Armenian actress (born 1990)

Lilit Haroyan (Armenian: Լիլիթ Հարոյան; born 12 April 1990) is an Armenian actress, television presenter, psychologist and yoga international trainer. She is best known for her role as Eva on TV-series Full House

==Career==
===Yoga===
Lilit Haroyan started practicing yoga in 2012, attending "Luys" (Light) yoga studio. Along with her studies, she worked as a yoga teacher in the same studio. In parallel with the work, she passed various yoga trainings. Lilit became an International Yoga Teacher in 2015, studying at the Armenian Yoga Federation school, Kashmir Shaivism Yoga School in India (teacher: Amit Raina).

===Psychologist===
After graduating from the university in 2015, she founded the Aura psychological center, which offers a number of psychological services and trainings.

===Host===
Lilit Haroyan has been a presenter since 2011, hosting Bari Luys, Hayer (Good Morning Armenians) program on Armenia TV.
In 2017, she hosted Aravot TV program on "A-TV".
Since March 1, 2021, she has been running the Yoga page of the Bari Luys, Hayer program on Armenia TV.

===Actress===
Lilit Haroyan started her acting career in 2015, starring in the second season of the Full House comedy project (she played the role of Eva).
In 2016–2017, she starred in the TV series Change as Flora.
In 2017, the actress played the role of Katerina in the TV series Qavaran (Purgatory).
In 2021, she starred in the sitcom Fake Papa as a yoga teacher.
+ + + + +
REQUIREMENT 1: Copy the Lilit Haroyan article from "Since March 1, 2021, she" up to and including "a yoga teacher.", changing "Flora" to "Nora".
REQUIREMENT 2:
Answer these questions about Lilit Haroyan from the article:
(a) In what year did she start practicing yoga?
(b) What psychological center did she found?
(c) What role did she play in the TV series Qavaran?

Saved entries:
+ + + + +
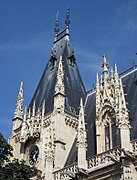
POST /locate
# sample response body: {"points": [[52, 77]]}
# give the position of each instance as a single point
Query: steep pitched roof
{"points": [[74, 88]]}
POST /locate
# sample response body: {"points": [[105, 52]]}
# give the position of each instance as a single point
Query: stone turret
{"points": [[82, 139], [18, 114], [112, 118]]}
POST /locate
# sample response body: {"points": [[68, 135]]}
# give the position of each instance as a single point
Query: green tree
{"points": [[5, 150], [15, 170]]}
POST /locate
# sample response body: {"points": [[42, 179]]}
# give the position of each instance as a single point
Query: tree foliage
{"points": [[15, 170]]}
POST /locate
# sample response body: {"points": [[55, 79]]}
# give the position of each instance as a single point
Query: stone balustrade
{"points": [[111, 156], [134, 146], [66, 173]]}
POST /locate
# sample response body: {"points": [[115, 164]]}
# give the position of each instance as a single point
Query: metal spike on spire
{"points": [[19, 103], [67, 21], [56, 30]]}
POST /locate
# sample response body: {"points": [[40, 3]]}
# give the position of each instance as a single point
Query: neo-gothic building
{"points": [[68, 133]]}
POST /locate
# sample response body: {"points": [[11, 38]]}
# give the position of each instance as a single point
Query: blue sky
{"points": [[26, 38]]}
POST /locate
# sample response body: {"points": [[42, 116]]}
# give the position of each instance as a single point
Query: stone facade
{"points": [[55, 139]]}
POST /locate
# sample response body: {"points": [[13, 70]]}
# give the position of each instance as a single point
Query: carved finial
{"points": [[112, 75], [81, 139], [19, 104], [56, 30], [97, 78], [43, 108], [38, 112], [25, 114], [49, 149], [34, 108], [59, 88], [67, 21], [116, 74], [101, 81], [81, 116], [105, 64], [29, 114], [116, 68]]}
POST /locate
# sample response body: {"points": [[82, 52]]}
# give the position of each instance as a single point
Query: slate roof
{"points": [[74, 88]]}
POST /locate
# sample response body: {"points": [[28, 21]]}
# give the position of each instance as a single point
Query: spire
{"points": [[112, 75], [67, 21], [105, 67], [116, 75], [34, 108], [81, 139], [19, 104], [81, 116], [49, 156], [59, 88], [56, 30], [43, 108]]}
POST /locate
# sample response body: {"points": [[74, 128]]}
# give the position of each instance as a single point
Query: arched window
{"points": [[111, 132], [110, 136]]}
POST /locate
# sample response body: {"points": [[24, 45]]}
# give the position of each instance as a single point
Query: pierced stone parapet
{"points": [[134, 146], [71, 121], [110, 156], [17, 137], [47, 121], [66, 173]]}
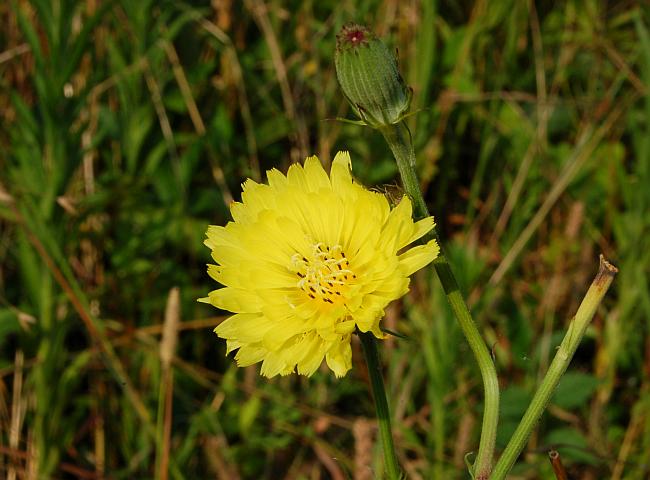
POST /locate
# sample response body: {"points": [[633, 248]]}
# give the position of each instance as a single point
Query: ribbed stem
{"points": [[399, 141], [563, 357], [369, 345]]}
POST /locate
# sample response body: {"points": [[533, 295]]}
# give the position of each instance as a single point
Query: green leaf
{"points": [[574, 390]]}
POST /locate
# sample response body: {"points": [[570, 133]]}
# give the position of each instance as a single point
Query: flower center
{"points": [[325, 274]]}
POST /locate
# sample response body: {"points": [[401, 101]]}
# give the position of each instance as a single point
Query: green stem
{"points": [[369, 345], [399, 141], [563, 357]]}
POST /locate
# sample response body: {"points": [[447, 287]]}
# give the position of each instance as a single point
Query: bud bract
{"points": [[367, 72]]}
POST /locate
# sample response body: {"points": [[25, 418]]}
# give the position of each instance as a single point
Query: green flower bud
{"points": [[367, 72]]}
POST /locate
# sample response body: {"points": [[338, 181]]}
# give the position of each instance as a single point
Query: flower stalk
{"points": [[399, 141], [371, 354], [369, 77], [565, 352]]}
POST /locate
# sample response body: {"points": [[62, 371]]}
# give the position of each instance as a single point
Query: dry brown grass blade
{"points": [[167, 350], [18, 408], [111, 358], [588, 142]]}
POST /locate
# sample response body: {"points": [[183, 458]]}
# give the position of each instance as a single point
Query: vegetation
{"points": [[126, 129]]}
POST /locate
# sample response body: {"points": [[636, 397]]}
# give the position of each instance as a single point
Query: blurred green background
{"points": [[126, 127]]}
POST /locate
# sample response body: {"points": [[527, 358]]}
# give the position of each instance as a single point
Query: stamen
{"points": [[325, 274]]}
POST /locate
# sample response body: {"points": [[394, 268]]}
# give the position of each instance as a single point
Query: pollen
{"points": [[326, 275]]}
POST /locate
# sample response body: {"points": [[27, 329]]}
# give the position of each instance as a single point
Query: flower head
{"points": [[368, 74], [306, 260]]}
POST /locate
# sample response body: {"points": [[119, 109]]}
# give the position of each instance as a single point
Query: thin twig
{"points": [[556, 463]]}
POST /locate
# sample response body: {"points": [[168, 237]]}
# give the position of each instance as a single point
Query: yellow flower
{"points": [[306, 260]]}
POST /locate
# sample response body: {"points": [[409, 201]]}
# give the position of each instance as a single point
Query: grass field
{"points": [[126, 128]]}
+ + + + +
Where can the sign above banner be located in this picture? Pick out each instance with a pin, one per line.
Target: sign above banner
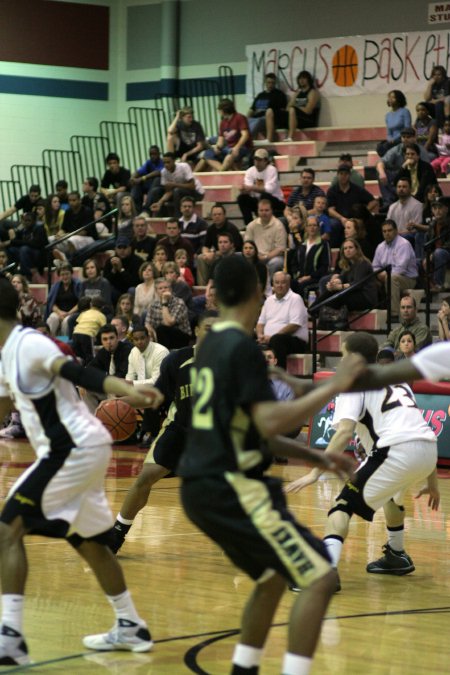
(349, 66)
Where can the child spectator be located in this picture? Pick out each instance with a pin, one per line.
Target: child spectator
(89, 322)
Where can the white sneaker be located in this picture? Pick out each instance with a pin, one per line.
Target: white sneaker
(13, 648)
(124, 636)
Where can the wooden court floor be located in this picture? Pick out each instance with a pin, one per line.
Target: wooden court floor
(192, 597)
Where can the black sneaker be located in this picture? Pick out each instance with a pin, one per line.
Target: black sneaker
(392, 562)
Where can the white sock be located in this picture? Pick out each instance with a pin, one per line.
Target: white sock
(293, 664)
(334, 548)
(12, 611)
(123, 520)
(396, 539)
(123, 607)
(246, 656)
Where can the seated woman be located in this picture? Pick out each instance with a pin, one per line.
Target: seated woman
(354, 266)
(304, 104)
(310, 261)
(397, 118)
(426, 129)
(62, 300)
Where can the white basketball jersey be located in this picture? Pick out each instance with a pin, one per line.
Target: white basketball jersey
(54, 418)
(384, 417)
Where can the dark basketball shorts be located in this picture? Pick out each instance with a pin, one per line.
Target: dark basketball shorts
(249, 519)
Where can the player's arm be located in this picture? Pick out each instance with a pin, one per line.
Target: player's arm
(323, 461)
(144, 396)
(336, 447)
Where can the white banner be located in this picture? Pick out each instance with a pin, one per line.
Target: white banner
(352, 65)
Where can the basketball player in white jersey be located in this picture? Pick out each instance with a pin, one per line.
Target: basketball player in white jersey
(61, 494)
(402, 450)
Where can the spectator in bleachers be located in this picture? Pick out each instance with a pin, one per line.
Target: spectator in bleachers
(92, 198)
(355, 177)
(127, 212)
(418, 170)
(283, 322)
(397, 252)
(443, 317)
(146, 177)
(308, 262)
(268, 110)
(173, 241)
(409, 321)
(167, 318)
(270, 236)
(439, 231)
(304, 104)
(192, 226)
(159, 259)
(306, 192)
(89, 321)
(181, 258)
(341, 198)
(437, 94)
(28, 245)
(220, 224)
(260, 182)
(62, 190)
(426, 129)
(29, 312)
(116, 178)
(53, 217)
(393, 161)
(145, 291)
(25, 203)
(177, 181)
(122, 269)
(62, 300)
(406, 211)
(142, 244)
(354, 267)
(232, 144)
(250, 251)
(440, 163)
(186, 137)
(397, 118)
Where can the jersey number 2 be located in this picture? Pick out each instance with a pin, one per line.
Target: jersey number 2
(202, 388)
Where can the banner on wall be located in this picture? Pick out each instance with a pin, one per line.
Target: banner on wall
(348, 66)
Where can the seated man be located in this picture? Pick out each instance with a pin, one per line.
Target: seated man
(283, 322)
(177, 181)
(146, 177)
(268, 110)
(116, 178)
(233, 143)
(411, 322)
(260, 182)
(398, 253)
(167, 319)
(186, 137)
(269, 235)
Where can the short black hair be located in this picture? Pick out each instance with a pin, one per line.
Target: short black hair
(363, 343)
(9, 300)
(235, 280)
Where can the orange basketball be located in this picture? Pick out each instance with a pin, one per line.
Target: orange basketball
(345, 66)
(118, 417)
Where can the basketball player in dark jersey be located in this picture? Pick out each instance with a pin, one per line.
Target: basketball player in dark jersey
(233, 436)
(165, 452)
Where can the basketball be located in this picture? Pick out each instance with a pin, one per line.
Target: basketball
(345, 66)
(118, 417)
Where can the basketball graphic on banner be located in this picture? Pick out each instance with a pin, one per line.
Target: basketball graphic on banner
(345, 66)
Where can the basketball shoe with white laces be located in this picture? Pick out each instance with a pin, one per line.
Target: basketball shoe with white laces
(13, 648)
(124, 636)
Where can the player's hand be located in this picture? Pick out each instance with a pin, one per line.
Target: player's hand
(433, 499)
+ + + + +
RESPONSE BOX 1:
Since March 1, 2021, she has been running the Yoga page of the Bari Luys, Hayer program on Armenia TV.

===Actress===
Lilit Haroyan started her acting career in 2015, starring in the second season of the Full House comedy project (she played the role of Eva).
In 2016–2017, she starred in the TV series Change as Nora.
In 2017, the actress played the role of Katerina in the TV series Qavaran (Purgatory).
In 2021, she starred in the sitcom Fake Papa as a yoga teacher.

RESPONSE BOX 2:
(a) 2012
(b) The Aura psychological center
(c) Katerina